She was an assistant librarian at Harvard University, beginning in 1911, and at the Boston Athenaeum.

Browne's career as an archivist began in 1921, when she was hired by Smith College as its first archivist of the Smith College Archives. Browne had been active in the Alumna Association, and material from her time as a student (saved by her mother) formed the basis of the early collection. Though she was initially hired with an eye to the college's 50th anniversary in 1925, she remained in her position long after the event. She became partially blind, which set her retirement in motion in 1937. Browne remained a strong advocate for the archive, asserting its importance and the need for a physical space for the collection. Margaret Storrs Grierson stepped into the role of college archivist in 1940.

==Death==
Browne had been living in Jamaica Plain, Massachusetts at the Trinity Church Home, when she died on October 6, 1954, at the age of 94.

==Library associations==
Browne was a member of the Massachusetts Library Club, now the Massachusetts Library Association, and encouraged other librarians to perform outreach to the communities to determine their interests. For instance, by 1896, she recommended contacting the heads of labor unions to determine what books their members and other people within the community might enjoy reading. It was said of this effort, "Nothing is more needed than to make artisans and the leaders of trade unions believe that the library exists for their benefit, and induce them to use it for informing themselves on economic matters and all questions of the day."

She was assistant secretary and then secretary of the American Library Association for many years, beginning in 1889, and was on its publishing board, for a term that was to expire in 1914. Browne was the ALA's registrar from 1889 or 1909. By 1909, she had attended 20 of the ALA's conventions, which were held in cities throughout the United States and two international conventions in London.

==Honors==
In 1930, Smith College awarded Browne an honorary Doctorate of Letters.

* **Excerpted data**
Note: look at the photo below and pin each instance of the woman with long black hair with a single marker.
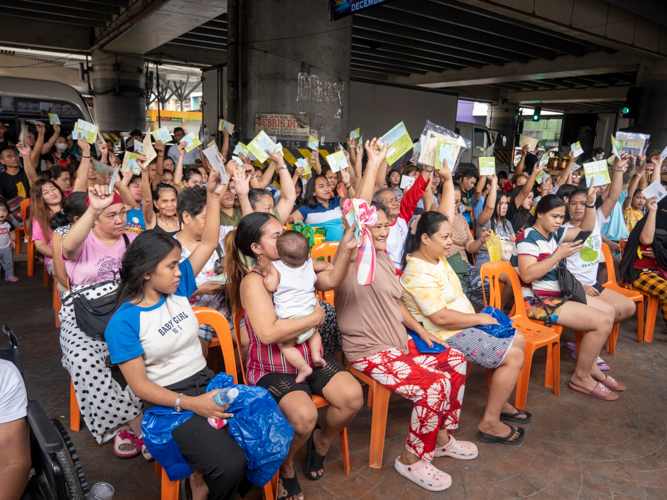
(539, 249)
(153, 337)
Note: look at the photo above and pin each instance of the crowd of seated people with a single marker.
(161, 240)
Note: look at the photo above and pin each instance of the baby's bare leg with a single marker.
(294, 358)
(315, 343)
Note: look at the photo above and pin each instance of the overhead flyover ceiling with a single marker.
(567, 55)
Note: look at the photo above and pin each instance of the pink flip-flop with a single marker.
(424, 474)
(613, 384)
(602, 365)
(599, 392)
(463, 450)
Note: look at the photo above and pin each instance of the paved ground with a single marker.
(576, 447)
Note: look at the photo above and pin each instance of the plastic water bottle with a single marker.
(224, 397)
(101, 491)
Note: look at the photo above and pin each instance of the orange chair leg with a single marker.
(378, 425)
(169, 488)
(31, 259)
(524, 377)
(611, 340)
(555, 353)
(345, 451)
(270, 489)
(19, 240)
(640, 322)
(74, 413)
(651, 313)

* **Required tasks**
[1] Answer these questions from the Browne biography:
(a) In what year did Smith College hire Browne as its first archivist?
(b) Where was Browne living when she died?
(c) What honor did Smith College give her in 1930?
[2] Can you write out the Browne biography word for word, from "She was an assistant" up to and including "archivist in 1940."?
The entries come from a separate source unrelated to the Browne biography.

* **Solutions to the exercise**
[1]
(a) 1921
(b) At the Trinity Church Home in Jamaica Plain, Massachusetts
(c) An honorary Doctorate of Letters

[2]
She was an assistant librarian at Harvard University, beginning in 1911, and at the Boston Athenaeum.

Browne's career as an archivist began in 1921, when she was hired by Smith College as its first archivist of the Smith College Archives. Browne had been active in the Alumna Association, and material from her time as a student (saved by her mother) formed the basis of the early collection. Though she was initially hired with an eye to the college's 50th anniversary in 1925, she remained in her position long after the event. She became partially blind, which set her retirement in motion in 1937. Browne remained a strong advocate for the archive, asserting its importance and the need for a physical space for the collection. Margaret Storrs Grierson stepped into the role of college archivist in 1940.